Soal Tugas:
Menurut halaman tentang Ashes of The Singularity, sampai berapa banyak unit yang dimiliki game tersebut?

Halaman:
Ketika berbicara mengenai perang, game merupakan media yang paling sering membawanya sebagai tema utama. Meskipun media film juga tidak kalah banyaknya, tetapi hanya melalui game saja pemirsanya dapat langsung merasakan ketegangan di dalam perang, walaupun hanya segelintir saja bila dibandingkan kekejian yang terjadi di dalam perang asli. Beragam genre sudah mencelupkan jarinya ke dalam tema tersebut, terutama game shooter dan Real Time Strategy atau RTS, yang notabene menjadikan perang sebagai inti dari gamenya.
Bila gamer ingin merasakan perang berskala besar, rasanya hanya melalui RTS saja hal itu bisa dirasakannya. Sebab tidak seperti shooter, RTS memberikan kebebasan untuk gamer mengatur dan melihat dalam sudut pandang yang lebih besar bila dibandingkan game shooter. Namun, RTS sekalipun tidak semuanya mampu memperlihatkan perang dalam skala masif. Hal inilah yang diincar oleh Ashes of The Singularity; game ini mampu memperlihatkan seperti apa perang masif itu seharusnya berlangsung!
Tidak seperti game RTS berskala besar lain yang mengutamakan formasi dan dimainkan dalam kecepatan lambat, seperti pada seri Total War, Ashes of The Singularity justru memiliki kesan cepat seperti StarCraft. Bila ingin disamakan, mungkin lebih dekat bila dibandingkan dengan Supreme Commander dan Total Annihilation, terutama bila dilihat dari jumlah unit yang mampu Anda bangun ketika bermain! Namun, game ini memiliki jumlah unit yang jauh lebih besar, sampai ribuan unit!

Bahan yang Disediakan:
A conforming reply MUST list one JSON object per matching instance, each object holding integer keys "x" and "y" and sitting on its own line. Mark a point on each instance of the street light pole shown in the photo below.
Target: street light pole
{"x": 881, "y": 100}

Jawaban Lengkap:
Sampai ribuan unit.